• **Study material**:
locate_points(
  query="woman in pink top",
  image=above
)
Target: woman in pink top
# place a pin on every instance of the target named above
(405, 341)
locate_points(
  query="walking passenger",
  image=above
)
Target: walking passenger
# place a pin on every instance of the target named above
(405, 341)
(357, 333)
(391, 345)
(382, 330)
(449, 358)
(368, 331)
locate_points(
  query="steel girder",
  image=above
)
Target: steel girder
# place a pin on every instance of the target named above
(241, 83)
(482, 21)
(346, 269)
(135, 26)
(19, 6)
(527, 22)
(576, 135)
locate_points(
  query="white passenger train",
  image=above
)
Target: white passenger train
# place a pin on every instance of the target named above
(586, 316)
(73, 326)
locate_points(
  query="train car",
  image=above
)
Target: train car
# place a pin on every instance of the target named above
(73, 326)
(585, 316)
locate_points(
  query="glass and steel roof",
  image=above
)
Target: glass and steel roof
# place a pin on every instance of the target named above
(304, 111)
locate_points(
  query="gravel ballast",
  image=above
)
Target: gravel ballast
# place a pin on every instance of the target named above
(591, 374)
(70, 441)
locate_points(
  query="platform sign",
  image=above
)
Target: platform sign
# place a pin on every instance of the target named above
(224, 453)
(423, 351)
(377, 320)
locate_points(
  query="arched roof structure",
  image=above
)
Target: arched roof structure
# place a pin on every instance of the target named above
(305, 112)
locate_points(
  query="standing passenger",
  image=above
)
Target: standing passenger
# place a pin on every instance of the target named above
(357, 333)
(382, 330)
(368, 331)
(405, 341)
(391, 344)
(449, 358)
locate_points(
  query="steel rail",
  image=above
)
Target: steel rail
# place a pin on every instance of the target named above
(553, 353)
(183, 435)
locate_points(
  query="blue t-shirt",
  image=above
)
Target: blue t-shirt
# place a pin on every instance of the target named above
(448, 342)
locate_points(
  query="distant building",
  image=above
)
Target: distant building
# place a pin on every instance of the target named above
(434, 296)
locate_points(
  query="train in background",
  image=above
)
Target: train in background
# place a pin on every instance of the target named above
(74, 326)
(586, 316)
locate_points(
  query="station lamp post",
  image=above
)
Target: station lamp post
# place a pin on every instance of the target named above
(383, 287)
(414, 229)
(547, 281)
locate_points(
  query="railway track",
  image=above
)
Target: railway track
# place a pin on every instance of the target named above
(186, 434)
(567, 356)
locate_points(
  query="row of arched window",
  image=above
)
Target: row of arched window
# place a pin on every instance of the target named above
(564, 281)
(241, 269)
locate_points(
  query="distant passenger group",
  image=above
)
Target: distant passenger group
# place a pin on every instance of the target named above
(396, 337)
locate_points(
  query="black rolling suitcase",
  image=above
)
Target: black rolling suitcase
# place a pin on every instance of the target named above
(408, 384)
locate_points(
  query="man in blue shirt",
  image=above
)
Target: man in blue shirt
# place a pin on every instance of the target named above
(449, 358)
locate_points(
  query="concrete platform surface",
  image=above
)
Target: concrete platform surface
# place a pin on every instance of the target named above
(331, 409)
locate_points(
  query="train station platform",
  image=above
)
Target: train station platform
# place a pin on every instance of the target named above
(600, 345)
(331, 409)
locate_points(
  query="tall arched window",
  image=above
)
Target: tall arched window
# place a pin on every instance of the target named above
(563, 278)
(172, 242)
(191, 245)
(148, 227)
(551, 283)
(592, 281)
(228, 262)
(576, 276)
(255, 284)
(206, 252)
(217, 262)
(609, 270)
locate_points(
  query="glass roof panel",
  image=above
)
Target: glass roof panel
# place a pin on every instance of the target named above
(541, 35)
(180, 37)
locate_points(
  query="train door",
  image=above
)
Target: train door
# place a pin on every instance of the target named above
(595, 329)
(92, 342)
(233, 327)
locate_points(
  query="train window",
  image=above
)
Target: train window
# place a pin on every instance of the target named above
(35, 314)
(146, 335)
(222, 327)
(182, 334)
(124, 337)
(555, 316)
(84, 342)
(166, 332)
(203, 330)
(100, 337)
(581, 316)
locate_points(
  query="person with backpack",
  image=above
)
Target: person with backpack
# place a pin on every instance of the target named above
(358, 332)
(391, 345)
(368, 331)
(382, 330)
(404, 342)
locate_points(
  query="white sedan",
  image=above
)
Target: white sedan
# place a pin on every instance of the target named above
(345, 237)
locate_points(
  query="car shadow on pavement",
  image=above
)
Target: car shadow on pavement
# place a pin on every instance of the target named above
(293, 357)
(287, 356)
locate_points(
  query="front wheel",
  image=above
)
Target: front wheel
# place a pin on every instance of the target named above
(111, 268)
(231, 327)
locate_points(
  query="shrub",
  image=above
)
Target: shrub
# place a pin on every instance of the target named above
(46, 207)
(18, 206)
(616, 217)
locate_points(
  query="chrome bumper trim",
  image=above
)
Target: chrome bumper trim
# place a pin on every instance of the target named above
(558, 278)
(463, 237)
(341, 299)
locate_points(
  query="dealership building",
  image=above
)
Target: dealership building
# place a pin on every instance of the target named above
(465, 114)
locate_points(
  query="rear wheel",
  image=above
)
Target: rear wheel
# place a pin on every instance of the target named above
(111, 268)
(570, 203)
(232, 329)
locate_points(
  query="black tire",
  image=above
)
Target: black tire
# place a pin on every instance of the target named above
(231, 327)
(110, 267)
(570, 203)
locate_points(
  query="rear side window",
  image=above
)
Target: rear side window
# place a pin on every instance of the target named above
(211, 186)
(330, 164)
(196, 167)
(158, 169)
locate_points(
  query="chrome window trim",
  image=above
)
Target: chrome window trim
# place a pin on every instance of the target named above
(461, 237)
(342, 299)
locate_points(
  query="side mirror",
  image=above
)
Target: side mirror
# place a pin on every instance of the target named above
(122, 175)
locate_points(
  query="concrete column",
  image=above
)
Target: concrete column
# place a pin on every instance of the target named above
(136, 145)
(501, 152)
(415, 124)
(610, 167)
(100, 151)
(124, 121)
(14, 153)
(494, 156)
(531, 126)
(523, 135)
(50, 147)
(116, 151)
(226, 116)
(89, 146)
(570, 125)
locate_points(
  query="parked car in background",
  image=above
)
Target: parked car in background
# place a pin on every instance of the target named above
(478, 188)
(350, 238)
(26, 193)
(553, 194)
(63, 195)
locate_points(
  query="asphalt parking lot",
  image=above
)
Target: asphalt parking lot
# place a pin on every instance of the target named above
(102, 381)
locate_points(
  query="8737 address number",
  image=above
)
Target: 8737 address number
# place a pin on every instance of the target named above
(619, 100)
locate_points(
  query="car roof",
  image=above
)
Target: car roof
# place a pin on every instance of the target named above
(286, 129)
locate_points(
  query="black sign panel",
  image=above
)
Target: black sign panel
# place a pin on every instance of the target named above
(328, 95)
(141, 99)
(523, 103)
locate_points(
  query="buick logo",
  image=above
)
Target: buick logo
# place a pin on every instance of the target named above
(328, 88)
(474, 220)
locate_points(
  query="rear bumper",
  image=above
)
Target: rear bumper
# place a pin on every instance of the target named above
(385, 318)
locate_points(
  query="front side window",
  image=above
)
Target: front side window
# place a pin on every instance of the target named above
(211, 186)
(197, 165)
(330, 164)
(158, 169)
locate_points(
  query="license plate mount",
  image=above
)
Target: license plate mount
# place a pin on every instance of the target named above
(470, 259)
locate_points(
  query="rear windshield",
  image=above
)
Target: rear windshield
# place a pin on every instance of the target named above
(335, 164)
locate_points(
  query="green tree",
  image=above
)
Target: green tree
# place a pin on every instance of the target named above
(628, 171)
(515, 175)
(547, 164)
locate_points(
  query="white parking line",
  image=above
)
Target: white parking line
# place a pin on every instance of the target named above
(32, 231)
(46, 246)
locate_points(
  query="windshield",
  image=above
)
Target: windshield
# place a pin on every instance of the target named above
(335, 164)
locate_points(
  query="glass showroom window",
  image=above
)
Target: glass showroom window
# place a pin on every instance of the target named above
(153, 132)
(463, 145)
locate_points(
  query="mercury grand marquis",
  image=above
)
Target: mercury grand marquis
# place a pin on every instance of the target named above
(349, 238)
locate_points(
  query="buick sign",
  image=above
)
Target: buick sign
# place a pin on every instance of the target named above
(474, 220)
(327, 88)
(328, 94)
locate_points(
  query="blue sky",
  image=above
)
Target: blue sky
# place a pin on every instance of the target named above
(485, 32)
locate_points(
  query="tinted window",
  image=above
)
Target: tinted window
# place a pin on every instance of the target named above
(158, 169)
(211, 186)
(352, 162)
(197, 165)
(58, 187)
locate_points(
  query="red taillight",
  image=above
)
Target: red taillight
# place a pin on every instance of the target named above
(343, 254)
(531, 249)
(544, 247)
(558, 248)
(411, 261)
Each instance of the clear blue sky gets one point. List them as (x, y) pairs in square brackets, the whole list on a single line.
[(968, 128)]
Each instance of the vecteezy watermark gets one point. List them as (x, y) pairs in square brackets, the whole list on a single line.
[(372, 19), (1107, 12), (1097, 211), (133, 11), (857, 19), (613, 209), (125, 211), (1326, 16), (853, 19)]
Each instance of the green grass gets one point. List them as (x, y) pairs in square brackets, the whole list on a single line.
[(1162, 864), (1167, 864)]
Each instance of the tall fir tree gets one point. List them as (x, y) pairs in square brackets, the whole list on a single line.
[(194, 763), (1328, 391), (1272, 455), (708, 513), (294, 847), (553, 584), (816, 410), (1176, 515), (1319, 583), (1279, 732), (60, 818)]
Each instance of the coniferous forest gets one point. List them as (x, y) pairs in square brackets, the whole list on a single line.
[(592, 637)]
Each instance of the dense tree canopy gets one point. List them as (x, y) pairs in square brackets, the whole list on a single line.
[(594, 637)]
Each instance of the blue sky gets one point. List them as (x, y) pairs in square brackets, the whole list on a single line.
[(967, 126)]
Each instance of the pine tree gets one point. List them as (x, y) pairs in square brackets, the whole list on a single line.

• **Instructions for the task**: Take the lines from the top of the data through the one that contains "Target: steel girder" and copy them exactly, leaving out every line after it.

• **Exercise response**:
locate_points(
  query="woman in pink top",
  image=above
)
Target: woman in pink top
# place a pin on every instance of the target named above
(405, 341)
locate_points(
  query="walking passenger",
  image=above
)
Target: walking passenger
# place a pin on every instance of the target named above
(405, 341)
(357, 333)
(391, 345)
(382, 330)
(449, 358)
(368, 331)
locate_points(
  query="steel girder",
  image=above
)
Target: steel girder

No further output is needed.